## Fragmento de origen
A su lado, Silvia Roldán, de 83, con la pava en la mano, añade su propio análisis del asunto.

“Esto es una fiesta de pueblo, en donde todos estamos unidos. Ha sido una cosa tan increíble que uno ni lo cree. Lo que está pasando en Puerto Rico y lo que está haciendo Bad Bunny es para los puertorriqueños. Nunca había visto a todos nosotros tan unidos como lo hemos visto en este momento. No es solamente aquí, en el mundo entero. Mis hijos en Estados Unidos están orgullosos y sienten el dolor de no estar aquí. Esto los ha ayudado a ellos a repensar que, verdaderamente, el puertorriqueño debe estar aquí”, dice, con emoción.

Llevan toda la vida juntos. Más bien, la mayor parte de sus vidas. Como en todos los caminos, hubo tropiezos, pero empezaron juntos y terminaron juntos, y eso es lo que importa.

—¿Tienen fe en la juventud puertorriqueña?

“Totalmente”, responde Silvia de inmediato. “No hay nada como la juventud puertorriqueña, con ese amor y ese cariño que le brindan a la gente que viene de afuera, que los reciben como si fueran de aquí. Eso es de lo más hermoso que tenemos”.

Bad Bunny y Marc Anthony cantan “Preciosa”: así lo hicieron.

Los fanáticos estallaron de emoción durante el último concierto de la residencia “No me quiero ir de aquí“.

Ambos recuerdan una versión distinta de ese cariño y de ese amor, luego huracán. Recuerdan cómo las personas se ayudaban, cómo, mientras el país se desmoronaba, su gente bombeaba la sangre que quedaba por sus venas abiertas, unidos como en un gran corazón. ¿Será eso lo que significa ser puertorriqueño?

Las gradas del Coliseo se van llenando de a poco. El escenario sigue siendo el mismo. De un lado la gran montaña, del otro la pequeña casita. Se siente como visitar el hogar de un ser querido en un momento especial. Una añoranza sopesa entre las paredes; un deseo de regreso. Para algunos, volver de las tierras frías y lejanas a las que tuvieron que partir buscando una nueva vida; para otros, regresar a tiempos mejores, como cuando la luz no se iba todos los días o cuando las cosas no estaban tan caras o cuando existir en esta isla no se sentía como una lucha diaria contra la vida misma.

¿Qué quiere decir todo esto? ¿Por qué las cosas tienen que ser así? ¿Es posible algo distinto?PUBLICIDAD

La Residencia parece haber resuelto un montón de problemas. Le ha dado una inyección económica más que necesaria a la isla, ha reavivado el interés en la cultura y en la historia, ha abierto a Puerto Rico al mundo entero. Pero todavía falta.

Cuando el concierto finalmente comienza, incontables pares de ojos comparten la misma experiencia. Incontables oídos escuchan los mismos sonidos. Incontables bocas cantan las mismas canciones. Algo así de grande, así de impactante, no puede ser menos de un milagro. Pero todavía falta.

## Tareas
**a)** Vuelve a escribir el pasaje del fragmento sobre la residencia de Bad Bunny que empieza en "A su lado, Silvia" y termina en "dice, con emoción.".
**b)** Responde estas preguntas según el fragmento sobre la residencia de Bad Bunny.
(i) ¿Qué lleva Silvia Roldán en la mano?
(ii) ¿En qué país están los hijos de Silvia Roldán?
(iii) ¿Qué hay a cada lado del escenario del Coliseo?

## Conjunto de datos
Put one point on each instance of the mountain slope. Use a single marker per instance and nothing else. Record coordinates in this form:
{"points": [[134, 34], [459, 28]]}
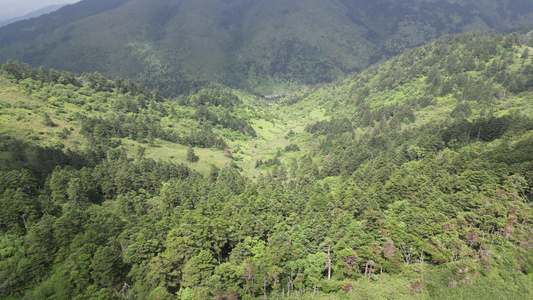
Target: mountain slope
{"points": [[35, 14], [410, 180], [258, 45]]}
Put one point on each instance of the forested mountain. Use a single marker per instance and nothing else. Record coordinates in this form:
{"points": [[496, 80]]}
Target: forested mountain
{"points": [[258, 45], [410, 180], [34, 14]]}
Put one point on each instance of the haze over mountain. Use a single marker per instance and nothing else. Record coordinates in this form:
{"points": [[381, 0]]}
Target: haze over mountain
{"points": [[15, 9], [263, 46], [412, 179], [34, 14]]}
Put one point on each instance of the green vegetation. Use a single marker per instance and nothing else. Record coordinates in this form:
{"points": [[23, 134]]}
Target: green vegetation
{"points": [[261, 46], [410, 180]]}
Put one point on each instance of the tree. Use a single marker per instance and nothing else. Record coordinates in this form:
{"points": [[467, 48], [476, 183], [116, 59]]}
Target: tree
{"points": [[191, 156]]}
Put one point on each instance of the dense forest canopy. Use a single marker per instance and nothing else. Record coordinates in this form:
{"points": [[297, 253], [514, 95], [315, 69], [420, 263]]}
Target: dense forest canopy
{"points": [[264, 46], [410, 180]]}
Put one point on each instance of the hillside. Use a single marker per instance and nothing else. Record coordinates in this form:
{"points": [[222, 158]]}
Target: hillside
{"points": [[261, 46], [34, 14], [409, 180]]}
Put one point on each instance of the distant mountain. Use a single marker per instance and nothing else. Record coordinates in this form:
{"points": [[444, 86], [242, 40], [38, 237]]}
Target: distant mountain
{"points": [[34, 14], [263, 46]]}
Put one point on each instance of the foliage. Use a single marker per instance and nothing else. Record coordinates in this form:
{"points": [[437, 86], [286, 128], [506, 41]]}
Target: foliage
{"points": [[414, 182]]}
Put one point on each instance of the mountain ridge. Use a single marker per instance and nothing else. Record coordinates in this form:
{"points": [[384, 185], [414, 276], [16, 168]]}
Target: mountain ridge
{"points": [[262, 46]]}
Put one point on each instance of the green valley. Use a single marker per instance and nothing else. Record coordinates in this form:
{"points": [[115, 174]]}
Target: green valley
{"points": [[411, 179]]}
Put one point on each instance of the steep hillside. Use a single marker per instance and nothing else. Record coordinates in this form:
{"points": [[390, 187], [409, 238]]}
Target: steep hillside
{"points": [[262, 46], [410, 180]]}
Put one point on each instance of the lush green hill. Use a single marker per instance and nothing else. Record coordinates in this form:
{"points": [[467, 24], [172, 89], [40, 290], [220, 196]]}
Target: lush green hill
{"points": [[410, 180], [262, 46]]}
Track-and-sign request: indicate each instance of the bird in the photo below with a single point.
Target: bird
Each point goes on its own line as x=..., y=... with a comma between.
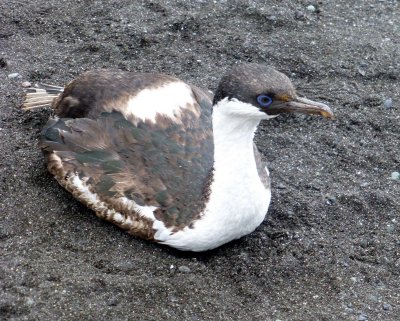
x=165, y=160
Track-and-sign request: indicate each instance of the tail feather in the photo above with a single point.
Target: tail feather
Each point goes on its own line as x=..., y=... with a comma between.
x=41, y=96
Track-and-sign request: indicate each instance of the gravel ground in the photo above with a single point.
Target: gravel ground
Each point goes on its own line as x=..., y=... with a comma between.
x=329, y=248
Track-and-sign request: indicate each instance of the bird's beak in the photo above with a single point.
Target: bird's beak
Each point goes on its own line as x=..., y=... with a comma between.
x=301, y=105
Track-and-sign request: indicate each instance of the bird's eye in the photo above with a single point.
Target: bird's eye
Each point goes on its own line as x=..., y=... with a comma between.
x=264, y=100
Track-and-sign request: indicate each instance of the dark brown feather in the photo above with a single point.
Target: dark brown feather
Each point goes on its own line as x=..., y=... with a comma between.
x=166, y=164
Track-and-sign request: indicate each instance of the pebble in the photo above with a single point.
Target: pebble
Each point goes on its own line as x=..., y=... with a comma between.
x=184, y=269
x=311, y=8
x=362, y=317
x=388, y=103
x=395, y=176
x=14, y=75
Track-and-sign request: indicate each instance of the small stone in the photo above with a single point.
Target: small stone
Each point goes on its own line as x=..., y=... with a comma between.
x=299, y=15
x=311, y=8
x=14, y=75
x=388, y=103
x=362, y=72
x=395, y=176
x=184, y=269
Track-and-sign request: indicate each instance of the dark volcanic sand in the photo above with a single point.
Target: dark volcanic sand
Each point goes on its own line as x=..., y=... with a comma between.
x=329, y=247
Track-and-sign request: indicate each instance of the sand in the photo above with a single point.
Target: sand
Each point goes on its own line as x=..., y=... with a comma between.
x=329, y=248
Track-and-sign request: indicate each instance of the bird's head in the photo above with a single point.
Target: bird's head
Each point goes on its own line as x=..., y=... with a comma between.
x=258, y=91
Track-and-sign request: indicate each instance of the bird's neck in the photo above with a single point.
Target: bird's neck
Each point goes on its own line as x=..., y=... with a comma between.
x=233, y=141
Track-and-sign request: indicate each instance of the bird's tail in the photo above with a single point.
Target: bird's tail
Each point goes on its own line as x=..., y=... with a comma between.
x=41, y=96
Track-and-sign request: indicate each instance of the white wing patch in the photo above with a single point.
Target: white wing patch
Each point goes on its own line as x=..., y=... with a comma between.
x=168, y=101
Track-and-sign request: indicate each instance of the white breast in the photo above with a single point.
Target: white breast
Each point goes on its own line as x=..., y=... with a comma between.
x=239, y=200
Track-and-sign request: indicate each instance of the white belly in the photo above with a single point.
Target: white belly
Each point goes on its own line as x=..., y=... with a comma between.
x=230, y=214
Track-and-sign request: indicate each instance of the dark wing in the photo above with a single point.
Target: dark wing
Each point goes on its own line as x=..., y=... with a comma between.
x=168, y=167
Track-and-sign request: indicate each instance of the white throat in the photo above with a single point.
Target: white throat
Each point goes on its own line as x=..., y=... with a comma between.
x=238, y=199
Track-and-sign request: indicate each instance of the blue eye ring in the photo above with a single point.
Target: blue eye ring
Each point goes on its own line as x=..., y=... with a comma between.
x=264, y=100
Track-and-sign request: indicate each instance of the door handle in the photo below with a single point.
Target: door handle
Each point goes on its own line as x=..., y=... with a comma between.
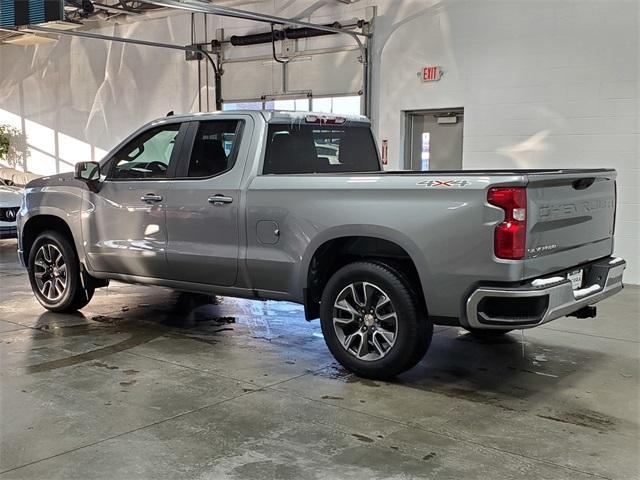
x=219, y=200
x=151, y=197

## Respuestas por tarea
**a)**
A su lado, Silvia Roldán, de 83, con la pava en la mano, añade su propio análisis del asunto.

“Esto es una fiesta de pueblo, en donde todos estamos unidos. Ha sido una cosa tan increíble que uno ni lo cree. Lo que está pasando en Puerto Rico y lo que está haciendo Bad Bunny es para los puertorriqueños. Nunca había visto a todos nosotros tan unidos como lo hemos visto en este momento. No es solamente aquí, en el mundo entero. Mis hijos en Estados Unidos están orgullosos y sienten el dolor de no estar aquí. Esto los ha ayudado a ellos a repensar que, verdaderamente, el puertorriqueño debe estar aquí”, dice, con emoción.

**b)**
(i) La pava.
(ii) En Estados Unidos.
(iii) De un lado la gran montaña y del otro la pequeña casita.